- **EXERCISE SET**:
(1) Transcribe the forum post about fear of a partner in full, without changing anything.
(2) Restate the point placement entries word for word, covering every one of them.

- **EXTRACT PROVIDED**:
ORIGINAL: Lucylastic

Are you afraid of your partner?


I know there are people (including at least one on this board) who want some measure of fear of their dominant.

quote:

Does your partner ever hit, choke, slap, or otherwise physically hurt you? ( power exchange scenes excluded)


Where does a scene begin or end? If she is being discourteous and I pinch her, is that abuse?

quote:

Has he or she ever restrained you against your will, locked you in a room or used a weapon of any kind?


Bondage and knife play, sounds like some people's idea of a good time.

quote:

Does your partner constantly or frequently criticize your performance, withhold sex as a means of control or ridicule you for the limits you do set?


Verbal humiliation and chastity.

quote:

Does your partner use sex to make up after a violent incident?


I don't know about making up, but how many people have sex after a scene?

quote:

Does your partner isolate you from friends, family or groups?


If they are detrimental to her well being, yes.

quote:

Does your partner prohibit you to take part in social events or activities?


If I have other plans or think that they wouldn't be good for her, yes.

quote:

Has your partner ever destroyed objects?

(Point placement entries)
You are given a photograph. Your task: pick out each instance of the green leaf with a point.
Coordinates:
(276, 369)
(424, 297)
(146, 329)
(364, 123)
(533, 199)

- **SOLUTIONS PER TASK**:
(1)
ORIGINAL: Lucylastic

Are you afraid of your partner?


I know there are people (including at least one on this board) who want some measure of fear of their dominant.

quote:

Does your partner ever hit, choke, slap, or otherwise physically hurt you? ( power exchange scenes excluded)


Where does a scene begin or end? If she is being discourteous and I pinch her, is that abuse?

quote:

Has he or she ever restrained you against your will, locked you in a room or used a weapon of any kind?


Bondage and knife play, sounds like some people's idea of a good time.

quote:

Does your partner constantly or frequently criticize your performance, withhold sex as a means of control or ridicule you for the limits you do set?


Verbal humiliation and chastity.

quote:

Does your partner use sex to make up after a violent incident?


I don't know about making up, but how many people have sex after a scene?

quote:

Does your partner isolate you from friends, family or groups?


If they are detrimental to her well being, yes.

quote:

Does your partner prohibit you to take part in social events or activities?


If I have other plans or think that they wouldn't be good for her, yes.

quote:

Has your partner ever destroyed objects?

(2)
You are given a photograph. Your task: pick out each instance of the green leaf with a point.
Coordinates:
(276, 369)
(424, 297)
(146, 329)
(364, 123)
(533, 199)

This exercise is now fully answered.